● TRECHO ORIGINAL
┌────────

O SR. JOSÉ VARGAS JIMÉNEZ - Mas eu não trouxe. Segue o requerimento dele solicitando pelo Ministério Público. Na hora que requisitar, eu entregarei.

O SR. PRESIDENTE (Deputado Daniel Almeida) - V.Sa. teria condições de informar sobre a existência de outros documentos, relatos, dados, em referência a esse episódio da Guerrilha do Araguaia, que esteja preservado em algum ambiente, no Exército ou fora dele, com pessoas?

O SR. JOSÉ VARGAS JIMÉNEZ - Não. Em 1985, houve ordem para acabar com todos os documentos, queimar todos sobre a guerrilha.

O SR. PRESIDENTE (Deputado Daniel Almeida) - Ordem de quem?

O SR. JOSÉ VARGAS JIMÉNEZ - Do CIEx - Centro de Informações do Exército, em 1985. Na época, eu trabalhava no Serviço de Inteligência e soube que houve essa ordem. Foram todos queimados na época. Por isso que hoje em dia... A não ser que o CIEx tenha. Não sei. Mas dentro do que o senhor está perguntando se alguém tem, se alguma unidade tem, não tenho.

O SR. PRESIDENTE (Deputado Daniel Almeida) - V.Sa. não guardou cópia desses documentos?

O SR. JOSÉ VARGAS JIMÉNEZ - Eu guardei desse que acabei de apresentar para o senhor, do estudo do PCdoB para implantação da guerrilha, entendeu? Está aí com o senhor.

└────────

● TAREFA ESCRITA
Copie palavra por palavra todo o trecho do depoimento sobre a Guerrilha do Araguaia que aparece acima.

● REGISTROS DO CONJUNTO
┌────────

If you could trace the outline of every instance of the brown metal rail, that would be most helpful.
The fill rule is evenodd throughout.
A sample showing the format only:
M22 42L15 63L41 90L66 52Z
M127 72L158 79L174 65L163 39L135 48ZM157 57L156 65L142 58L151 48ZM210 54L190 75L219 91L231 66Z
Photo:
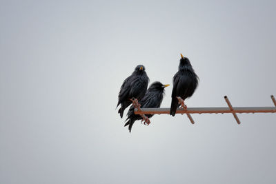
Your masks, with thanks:
M228 99L226 96L225 96L224 99L226 101L228 108L187 108L184 103L184 101L181 101L182 99L179 99L179 103L181 104L181 108L177 108L176 114L186 114L190 122L194 124L195 122L190 114L231 113L233 114L237 123L240 124L241 122L236 113L276 113L275 99L274 98L273 95L271 95L270 97L275 107L232 107ZM143 117L144 120L145 119L145 114L170 114L170 108L139 108L139 104L138 103L138 101L136 102L137 104L135 104L135 102L133 101L133 105L135 107L135 114L140 114ZM137 105L139 106L139 108L136 108ZM146 124L148 125L149 123L147 123L148 121L146 121L146 119L145 120ZM148 123L150 123L149 120Z

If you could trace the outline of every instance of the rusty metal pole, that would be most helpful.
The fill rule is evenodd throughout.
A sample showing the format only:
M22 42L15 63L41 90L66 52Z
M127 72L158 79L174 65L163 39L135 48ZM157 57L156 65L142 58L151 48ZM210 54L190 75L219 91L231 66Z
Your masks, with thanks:
M232 105L231 105L231 103L230 103L228 99L227 98L227 96L224 96L224 99L225 99L225 101L226 101L227 105L228 105L229 109L231 110L232 114L233 114L233 116L234 116L234 118L235 118L235 119L236 119L236 121L237 121L237 123L239 125L241 124L241 121L239 121L239 118L237 117L237 114L234 112L234 109L233 109L233 108L232 107Z
M178 102L181 105L183 110L187 111L187 105L185 105L184 101L179 96L177 97L178 99ZM190 121L192 124L195 124L195 121L193 119L192 116L189 113L186 113L187 114L188 118L190 119Z
M275 100L275 99L274 98L274 96L273 96L273 95L271 95L271 99L272 99L272 101L273 101L273 103L274 103L274 105L275 105L275 107L276 107L276 100Z

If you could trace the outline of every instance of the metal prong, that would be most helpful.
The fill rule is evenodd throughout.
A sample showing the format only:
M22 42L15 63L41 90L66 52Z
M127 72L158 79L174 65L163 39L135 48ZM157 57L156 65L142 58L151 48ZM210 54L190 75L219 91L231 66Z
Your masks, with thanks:
M271 99L272 99L272 101L273 101L273 103L274 103L274 105L275 105L275 107L276 107L276 100L275 100L275 98L274 98L274 96L273 95L271 95Z
M224 96L224 99L226 101L227 105L228 105L229 109L232 111L232 114L233 114L234 118L236 119L237 123L239 125L241 123L241 121L237 117L237 114L234 112L234 109L233 108L231 103L230 103L228 99L227 98L227 96Z
M184 101L180 96L177 96L177 98L178 99L179 104L182 107L183 110L186 111L187 106L185 105ZM186 113L186 114L187 114L188 118L190 119L190 123L192 123L192 124L195 124L195 121L193 119L192 116L189 113Z

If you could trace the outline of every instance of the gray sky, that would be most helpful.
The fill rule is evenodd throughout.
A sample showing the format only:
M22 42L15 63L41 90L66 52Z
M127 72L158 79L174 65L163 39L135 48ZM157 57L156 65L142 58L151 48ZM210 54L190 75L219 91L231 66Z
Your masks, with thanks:
M272 106L273 1L1 1L0 183L275 183L276 114L115 110L143 64L200 78L188 107ZM161 107L169 107L172 87Z

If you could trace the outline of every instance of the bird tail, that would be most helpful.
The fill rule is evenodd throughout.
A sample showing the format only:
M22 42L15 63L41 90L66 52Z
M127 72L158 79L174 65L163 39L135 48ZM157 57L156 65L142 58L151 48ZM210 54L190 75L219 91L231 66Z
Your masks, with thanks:
M170 105L170 114L175 116L175 112L178 107L178 100L177 97L172 98L172 103Z
M124 110L122 110L122 107L121 107L121 108L119 109L118 113L120 114L120 116L122 119L124 115Z

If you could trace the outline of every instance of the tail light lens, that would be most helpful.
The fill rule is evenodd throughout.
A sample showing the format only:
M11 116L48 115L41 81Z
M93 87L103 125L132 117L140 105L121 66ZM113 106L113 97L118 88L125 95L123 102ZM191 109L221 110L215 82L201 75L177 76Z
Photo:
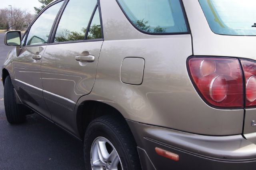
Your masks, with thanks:
M238 59L193 58L188 66L195 86L208 103L219 107L243 107L243 75ZM256 82L256 76L251 78Z
M256 106L256 63L250 61L241 60L245 81L246 106Z

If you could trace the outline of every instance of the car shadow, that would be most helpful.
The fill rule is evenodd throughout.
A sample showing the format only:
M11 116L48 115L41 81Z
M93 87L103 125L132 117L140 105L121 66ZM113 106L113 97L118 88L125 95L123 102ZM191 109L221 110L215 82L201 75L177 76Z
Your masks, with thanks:
M11 125L0 105L0 169L85 169L82 142L36 114Z

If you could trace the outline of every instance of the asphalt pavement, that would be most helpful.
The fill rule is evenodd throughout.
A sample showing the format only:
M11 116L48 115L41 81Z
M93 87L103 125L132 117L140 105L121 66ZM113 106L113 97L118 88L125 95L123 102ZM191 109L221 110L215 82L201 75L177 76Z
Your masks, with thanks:
M1 67L12 48L4 45L4 37L0 33ZM82 142L36 114L28 116L24 124L10 124L3 98L1 83L0 170L85 169Z

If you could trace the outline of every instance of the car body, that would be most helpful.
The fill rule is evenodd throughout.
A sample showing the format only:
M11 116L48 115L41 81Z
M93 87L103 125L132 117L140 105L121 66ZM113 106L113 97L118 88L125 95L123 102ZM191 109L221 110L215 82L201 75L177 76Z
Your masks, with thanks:
M59 42L55 33L68 1L46 7L37 18L63 2L48 41L40 44L38 38L17 46L2 67L4 82L9 75L17 103L82 140L95 118L109 112L121 115L143 170L166 169L167 165L174 169L253 168L256 109L210 104L193 81L189 62L202 58L254 61L255 36L214 33L198 0L170 1L179 3L185 30L150 32L131 21L121 2L97 2L100 38ZM156 148L178 160L161 156Z

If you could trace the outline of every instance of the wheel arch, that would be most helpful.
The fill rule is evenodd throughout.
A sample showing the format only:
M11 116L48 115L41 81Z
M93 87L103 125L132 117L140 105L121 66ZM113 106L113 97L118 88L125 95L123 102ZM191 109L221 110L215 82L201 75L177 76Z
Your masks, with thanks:
M2 70L2 81L3 82L3 84L4 86L4 82L5 82L5 79L7 77L7 76L9 76L10 74L9 72L5 68L4 68Z
M94 120L101 116L114 115L120 119L120 121L125 122L127 126L129 127L121 112L114 106L96 100L85 101L77 107L76 113L77 129L79 137L82 140L84 140L85 132L90 123ZM132 132L130 127L129 128L129 130Z

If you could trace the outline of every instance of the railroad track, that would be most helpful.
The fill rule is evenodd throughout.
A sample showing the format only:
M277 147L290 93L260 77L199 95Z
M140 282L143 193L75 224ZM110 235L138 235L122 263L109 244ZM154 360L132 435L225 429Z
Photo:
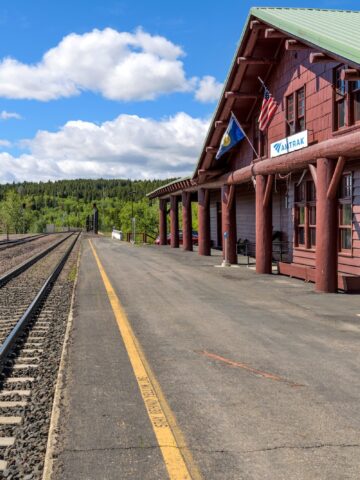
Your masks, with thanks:
M22 245L24 243L33 242L34 240L38 240L39 238L45 237L49 235L48 233L42 233L39 235L31 235L30 237L19 238L16 240L1 240L0 241L0 251L7 250L8 248L17 247L18 245Z
M78 238L0 288L0 478L41 478Z

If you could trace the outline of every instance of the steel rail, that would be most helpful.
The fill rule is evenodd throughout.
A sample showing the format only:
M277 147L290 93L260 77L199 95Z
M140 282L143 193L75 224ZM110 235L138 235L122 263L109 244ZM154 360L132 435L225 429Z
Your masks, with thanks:
M36 235L28 235L27 237L13 238L9 240L5 238L4 240L0 240L0 245L11 245L12 243L18 243L18 242L21 242L22 240L29 240L30 238L39 238L39 237L43 237L44 235L46 234L37 233Z
M80 233L76 236L75 240L71 243L69 248L66 250L65 254L55 267L54 271L50 274L47 278L39 292L37 293L34 300L31 302L30 306L27 308L26 312L22 315L22 317L18 320L15 327L11 330L10 334L6 337L6 340L0 347L0 372L5 368L6 362L8 360L9 354L11 353L12 349L14 348L16 342L18 341L19 337L24 333L25 328L31 322L34 315L38 311L41 303L46 299L47 295L51 291L52 287L54 286L55 281L57 280L58 276L60 275L61 270L63 269L66 260L69 258L72 249L77 242ZM69 238L69 237L67 237Z
M30 268L34 263L38 262L41 258L45 257L48 253L50 253L52 250L54 250L56 247L58 247L60 244L65 242L68 238L70 238L73 235L71 233L70 235L66 236L65 238L62 238L59 242L50 245L50 247L45 248L42 250L40 253L33 255L29 259L25 260L22 262L20 265L16 265L14 268L11 270L5 272L3 275L0 276L0 288L6 285L10 280L13 278L17 277L20 275L20 273L24 272L28 268Z
M39 238L45 237L46 235L49 235L49 234L42 233L40 235L32 235L30 237L19 238L17 240L0 241L0 250L6 250L8 248L17 247L18 245L23 245L24 243L29 243L34 240L38 240Z

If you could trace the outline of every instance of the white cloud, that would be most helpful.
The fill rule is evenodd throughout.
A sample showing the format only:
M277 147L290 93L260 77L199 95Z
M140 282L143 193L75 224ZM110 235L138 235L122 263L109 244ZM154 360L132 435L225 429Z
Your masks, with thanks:
M151 100L160 94L192 91L180 58L183 50L141 29L112 28L70 34L40 62L0 62L0 96L54 100L92 91L112 100Z
M222 88L223 84L217 82L216 78L206 75L199 81L195 98L203 103L216 102L220 97Z
M2 112L0 112L0 119L1 120L9 120L10 118L15 118L16 120L21 120L22 116L19 113L7 112L6 110L3 110Z
M156 121L120 115L96 125L70 121L22 142L29 153L0 153L0 181L60 178L168 178L192 172L208 120L186 113Z

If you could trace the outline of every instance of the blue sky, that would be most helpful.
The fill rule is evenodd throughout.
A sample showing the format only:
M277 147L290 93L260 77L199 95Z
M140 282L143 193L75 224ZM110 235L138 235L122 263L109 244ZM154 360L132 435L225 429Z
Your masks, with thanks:
M359 8L2 0L0 182L191 171L251 6Z

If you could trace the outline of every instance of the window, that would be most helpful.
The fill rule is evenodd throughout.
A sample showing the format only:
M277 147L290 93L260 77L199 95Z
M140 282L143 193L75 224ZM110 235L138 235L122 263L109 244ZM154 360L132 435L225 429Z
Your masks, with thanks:
M286 136L305 130L305 87L286 97Z
M351 253L352 248L352 175L343 175L339 191L339 250Z
M334 83L335 83L335 129L344 127L346 124L345 117L345 99L346 99L346 85L344 80L341 80L341 72L345 69L344 66L335 69Z
M311 180L295 187L295 246L316 246L316 189Z
M351 110L353 123L360 121L360 80L351 83Z
M341 80L341 65L334 70L334 129L360 122L360 80Z

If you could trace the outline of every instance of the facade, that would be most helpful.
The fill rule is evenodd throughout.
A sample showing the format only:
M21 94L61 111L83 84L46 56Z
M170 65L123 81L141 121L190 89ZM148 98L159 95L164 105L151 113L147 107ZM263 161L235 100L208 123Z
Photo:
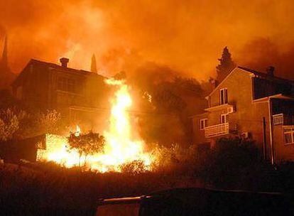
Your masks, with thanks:
M58 65L31 60L11 84L13 94L28 107L55 109L72 122L87 122L92 129L97 116L107 110L106 77L70 68L68 62L62 58Z
M221 137L256 141L263 157L294 159L294 82L236 67L207 97L205 112L192 117L193 141L213 146Z

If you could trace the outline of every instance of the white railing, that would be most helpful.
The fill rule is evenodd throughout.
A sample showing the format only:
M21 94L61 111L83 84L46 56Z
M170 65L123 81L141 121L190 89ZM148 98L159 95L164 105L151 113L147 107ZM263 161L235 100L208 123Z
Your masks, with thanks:
M273 115L273 125L283 124L284 123L284 115L283 113Z
M205 130L206 138L229 134L229 122L207 126Z

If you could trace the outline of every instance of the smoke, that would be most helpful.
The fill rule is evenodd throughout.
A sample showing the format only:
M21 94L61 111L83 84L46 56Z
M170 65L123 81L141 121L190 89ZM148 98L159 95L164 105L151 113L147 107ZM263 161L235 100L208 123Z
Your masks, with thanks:
M15 72L30 58L62 56L89 70L95 53L105 75L136 74L149 62L205 80L228 45L238 64L273 65L288 76L293 10L286 0L0 0L0 37L9 36Z
M239 61L249 68L265 71L271 65L276 75L294 80L294 41L283 50L269 38L256 38L248 43L240 51Z

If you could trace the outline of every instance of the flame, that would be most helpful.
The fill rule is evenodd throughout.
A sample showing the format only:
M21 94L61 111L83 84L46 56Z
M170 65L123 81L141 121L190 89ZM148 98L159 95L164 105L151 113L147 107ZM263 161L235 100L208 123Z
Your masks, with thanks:
M80 134L81 133L81 129L80 128L80 126L77 124L76 126L76 129L75 129L75 135L76 136L79 136Z
M118 87L111 100L110 126L104 131L107 144L102 161L107 166L115 167L124 163L142 161L145 166L151 163L151 158L143 151L144 142L134 139L134 127L131 126L128 109L132 105L129 87L124 80L107 80L106 83Z
M150 155L144 152L143 141L134 139L135 129L131 124L128 112L128 109L132 106L129 86L124 80L114 79L108 79L105 82L115 87L117 90L110 101L110 123L104 132L106 144L103 153L90 155L87 161L85 158L82 158L81 161L78 152L69 148L65 137L51 136L46 141L45 152L40 150L39 153L37 153L40 161L53 161L66 167L87 163L90 168L102 173L110 171L120 172L121 165L140 161L143 161L145 169L150 169L152 160ZM81 129L77 125L75 135L78 136L80 133Z

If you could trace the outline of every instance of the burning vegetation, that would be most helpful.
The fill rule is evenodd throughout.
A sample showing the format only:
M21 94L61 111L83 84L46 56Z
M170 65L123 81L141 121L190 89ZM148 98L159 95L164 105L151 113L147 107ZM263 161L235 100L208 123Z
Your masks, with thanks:
M138 133L128 112L132 106L129 87L123 80L108 79L105 82L116 91L110 99L109 124L104 135L82 134L78 126L68 138L48 135L46 150L38 151L38 161L54 161L67 168L83 164L102 173L120 172L122 166L134 162L140 164L142 171L150 170L151 156L145 151L144 141L136 137Z

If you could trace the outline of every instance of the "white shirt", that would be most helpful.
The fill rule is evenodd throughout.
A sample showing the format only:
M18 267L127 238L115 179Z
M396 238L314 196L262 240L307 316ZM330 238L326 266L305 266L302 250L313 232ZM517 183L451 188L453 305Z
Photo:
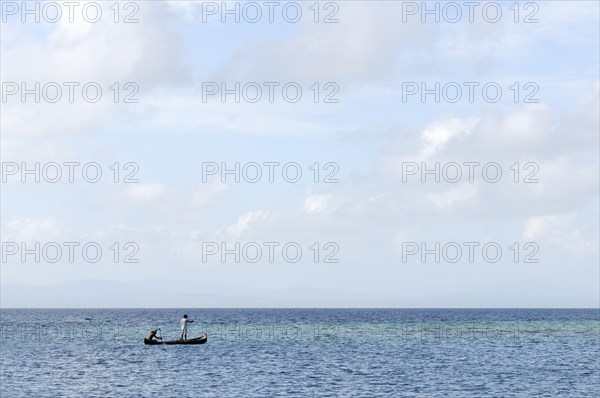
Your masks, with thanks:
M187 331L187 318L181 318L181 321L179 321L179 323L181 324L181 331Z

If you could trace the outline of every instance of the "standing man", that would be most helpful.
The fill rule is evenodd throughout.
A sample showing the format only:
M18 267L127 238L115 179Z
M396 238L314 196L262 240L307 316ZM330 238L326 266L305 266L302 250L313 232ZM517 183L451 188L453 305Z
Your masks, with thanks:
M187 324L192 322L194 321L189 321L187 319L187 314L184 314L183 318L181 318L181 321L179 321L181 324L181 340L187 340Z

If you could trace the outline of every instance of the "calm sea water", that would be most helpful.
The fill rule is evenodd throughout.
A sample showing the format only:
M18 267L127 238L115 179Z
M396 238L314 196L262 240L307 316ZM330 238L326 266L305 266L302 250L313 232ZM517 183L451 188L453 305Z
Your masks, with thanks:
M0 396L598 397L598 310L2 310Z

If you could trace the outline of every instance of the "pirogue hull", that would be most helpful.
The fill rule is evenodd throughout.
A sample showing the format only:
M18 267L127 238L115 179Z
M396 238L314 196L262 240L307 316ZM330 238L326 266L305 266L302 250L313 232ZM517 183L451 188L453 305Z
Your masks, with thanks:
M172 345L172 344L204 344L208 340L208 335L196 337L195 339L187 339L187 340L169 340L169 341L157 341L157 340L148 340L144 339L144 344L146 345Z

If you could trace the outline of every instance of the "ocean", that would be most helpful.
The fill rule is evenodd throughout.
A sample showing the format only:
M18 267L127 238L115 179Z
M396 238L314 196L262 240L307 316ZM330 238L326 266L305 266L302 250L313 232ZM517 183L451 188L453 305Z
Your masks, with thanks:
M204 345L146 346L160 327ZM3 309L0 396L598 397L598 309Z

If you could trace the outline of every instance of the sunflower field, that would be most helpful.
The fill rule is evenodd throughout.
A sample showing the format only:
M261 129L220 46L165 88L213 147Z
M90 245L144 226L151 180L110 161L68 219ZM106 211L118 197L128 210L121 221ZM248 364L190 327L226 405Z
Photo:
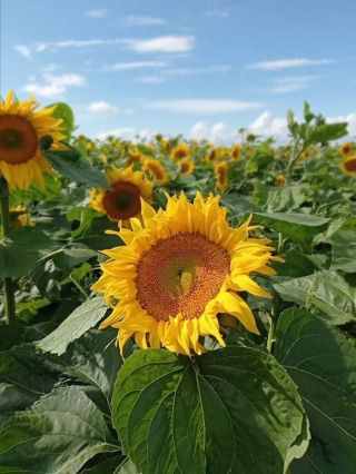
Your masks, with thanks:
M288 130L100 141L2 99L0 473L355 472L356 144Z

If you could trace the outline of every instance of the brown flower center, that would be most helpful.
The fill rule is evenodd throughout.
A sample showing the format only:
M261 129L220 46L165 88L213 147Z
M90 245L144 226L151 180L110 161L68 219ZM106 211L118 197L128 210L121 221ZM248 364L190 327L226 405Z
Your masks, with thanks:
M0 116L0 160L20 165L34 157L38 136L24 117L4 113Z
M135 217L141 211L140 190L132 182L116 182L106 191L103 207L115 220Z
M198 233L176 234L142 254L136 287L140 306L157 320L179 313L199 318L228 275L230 257Z

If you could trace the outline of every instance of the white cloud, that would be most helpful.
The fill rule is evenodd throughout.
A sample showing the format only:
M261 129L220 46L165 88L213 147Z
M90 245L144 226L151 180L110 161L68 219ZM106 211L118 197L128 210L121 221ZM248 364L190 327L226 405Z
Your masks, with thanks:
M317 78L317 76L296 76L275 79L275 86L270 91L276 93L287 93L295 90L306 89Z
M248 130L264 137L285 138L288 134L287 120L284 117L274 117L271 112L265 111L253 121Z
M208 66L206 68L175 68L167 69L165 75L168 76L197 76L197 75L208 75L210 72L228 72L231 70L230 66L218 65L218 66Z
M105 18L108 13L108 10L106 8L98 8L97 10L89 10L86 12L86 17L89 18Z
M239 135L236 129L229 128L222 121L214 124L211 127L198 121L190 130L190 138L196 140L205 139L216 145L231 145L239 138Z
M136 52L185 52L195 47L195 38L164 36L148 40L125 40L128 49Z
M167 24L167 21L158 17L136 17L129 16L125 20L129 27L151 27Z
M23 87L23 90L36 96L51 98L62 96L68 87L81 87L86 82L85 76L80 75L55 76L44 73L43 80L44 83L29 82Z
M21 56L23 56L23 58L32 59L32 51L28 46L18 45L14 47L14 50L18 51Z
M116 113L119 111L116 106L106 100L98 100L97 102L89 103L88 110L95 113Z
M97 138L99 140L105 140L107 137L112 136L122 138L123 140L138 142L141 140L150 140L155 135L157 135L157 131L150 129L138 130L135 127L121 127L101 131L97 135Z
M166 78L164 78L162 76L144 76L135 80L136 82L144 82L144 83L162 83L166 81Z
M132 69L144 68L164 68L167 62L164 61L130 61L130 62L116 62L115 65L108 66L110 71L128 71Z
M347 121L348 135L356 137L356 112L347 113L345 116L329 117L326 119L327 122L333 124L335 121Z
M220 99L180 99L148 102L149 109L188 113L225 113L263 107L260 102Z
M207 10L205 12L207 17L215 17L215 18L229 18L230 12L228 10Z
M62 40L62 41L41 41L33 45L18 45L16 51L31 59L34 53L46 51L60 51L69 48L93 48L99 46L121 46L122 48L135 52L186 52L195 47L195 38L192 36L162 36L151 39L100 39L92 38L87 40Z
M260 61L249 65L248 69L263 69L266 71L275 71L288 68L303 68L307 66L329 65L334 62L332 59L308 59L308 58L293 58L293 59L277 59L274 61Z

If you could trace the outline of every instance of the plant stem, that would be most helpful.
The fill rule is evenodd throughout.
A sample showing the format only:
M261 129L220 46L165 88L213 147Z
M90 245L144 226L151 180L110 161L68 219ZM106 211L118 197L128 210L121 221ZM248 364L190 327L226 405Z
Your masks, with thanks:
M9 207L9 187L4 178L0 178L0 215L2 224L2 237L7 237L10 231L10 207ZM16 323L14 288L12 278L3 279L4 287L4 307L8 324Z

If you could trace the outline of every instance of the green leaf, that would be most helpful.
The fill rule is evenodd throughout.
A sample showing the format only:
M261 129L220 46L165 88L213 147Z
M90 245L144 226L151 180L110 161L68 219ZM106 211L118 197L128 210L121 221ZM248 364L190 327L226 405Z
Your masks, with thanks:
M356 273L356 231L339 230L333 235L332 268Z
M57 388L1 425L0 473L75 474L95 455L118 450L90 398Z
M333 325L356 319L356 288L353 288L337 271L318 271L275 284L274 287L286 302L317 310Z
M284 186L283 188L255 182L251 201L268 213L298 209L305 200L305 186Z
M76 182L92 186L95 188L108 188L105 175L89 164L79 160L70 160L71 151L46 151L43 155L60 175Z
M1 329L1 335L9 332ZM57 378L32 344L0 352L0 423L50 392Z
M21 227L0 240L0 278L18 278L33 269L37 261L60 244L37 227Z
M277 233L289 237L290 240L299 244L304 250L309 248L313 238L327 226L328 221L329 219L325 217L309 214L254 214L254 223L270 227Z
M53 106L56 106L56 109L52 116L62 119L61 128L63 129L65 135L70 137L75 129L75 113L72 109L65 102L51 103L48 107Z
M322 124L313 128L305 140L305 145L327 144L330 140L343 138L347 135L347 122Z
M37 343L37 347L52 354L63 354L68 345L101 320L107 306L101 296L76 308L52 333Z
M136 352L115 384L112 419L144 474L281 473L306 423L274 357L237 346L194 362Z
M353 474L356 464L356 349L305 309L279 316L275 355L298 385L312 442L291 473Z

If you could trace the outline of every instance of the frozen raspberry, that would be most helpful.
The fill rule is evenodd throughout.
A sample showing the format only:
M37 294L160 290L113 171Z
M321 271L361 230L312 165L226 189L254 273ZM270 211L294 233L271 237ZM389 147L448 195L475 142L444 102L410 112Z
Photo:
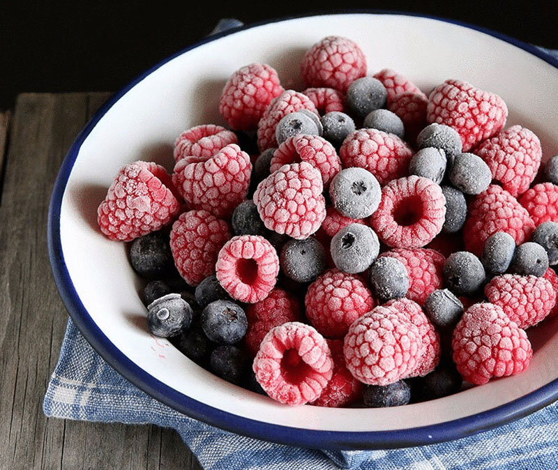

└────────

● RESPOSTA RESOLVIDA
O SR. JOSÉ VARGAS JIMÉNEZ - Mas eu não trouxe. Segue o requerimento dele solicitando pelo Ministério Público. Na hora que requisitar, eu entregarei.

O SR. PRESIDENTE (Deputado Daniel Almeida) - V.Sa. teria condições de informar sobre a existência de outros documentos, relatos, dados, em referência a esse episódio da Guerrilha do Araguaia, que esteja preservado em algum ambiente, no Exército ou fora dele, com pessoas?

O SR. JOSÉ VARGAS JIMÉNEZ - Não. Em 1985, houve ordem para acabar com todos os documentos, queimar todos sobre a guerrilha.

O SR. PRESIDENTE (Deputado Daniel Almeida) - Ordem de quem?

O SR. JOSÉ VARGAS JIMÉNEZ - Do CIEx - Centro de Informações do Exército, em 1985. Na época, eu trabalhava no Serviço de Inteligência e soube que houve essa ordem. Foram todos queimados na época. Por isso que hoje em dia... A não ser que o CIEx tenha. Não sei. Mas dentro do que o senhor está perguntando se alguém tem, se alguma unidade tem, não tenho.

O SR. PRESIDENTE (Deputado Daniel Almeida) - V.Sa. não guardou cópia desses documentos?

O SR. JOSÉ VARGAS JIMÉNEZ - Eu guardei desse que acabei de apresentar para o senhor, do estudo do PCdoB para implantação da guerrilha, entendeu? Está aí com o senhor.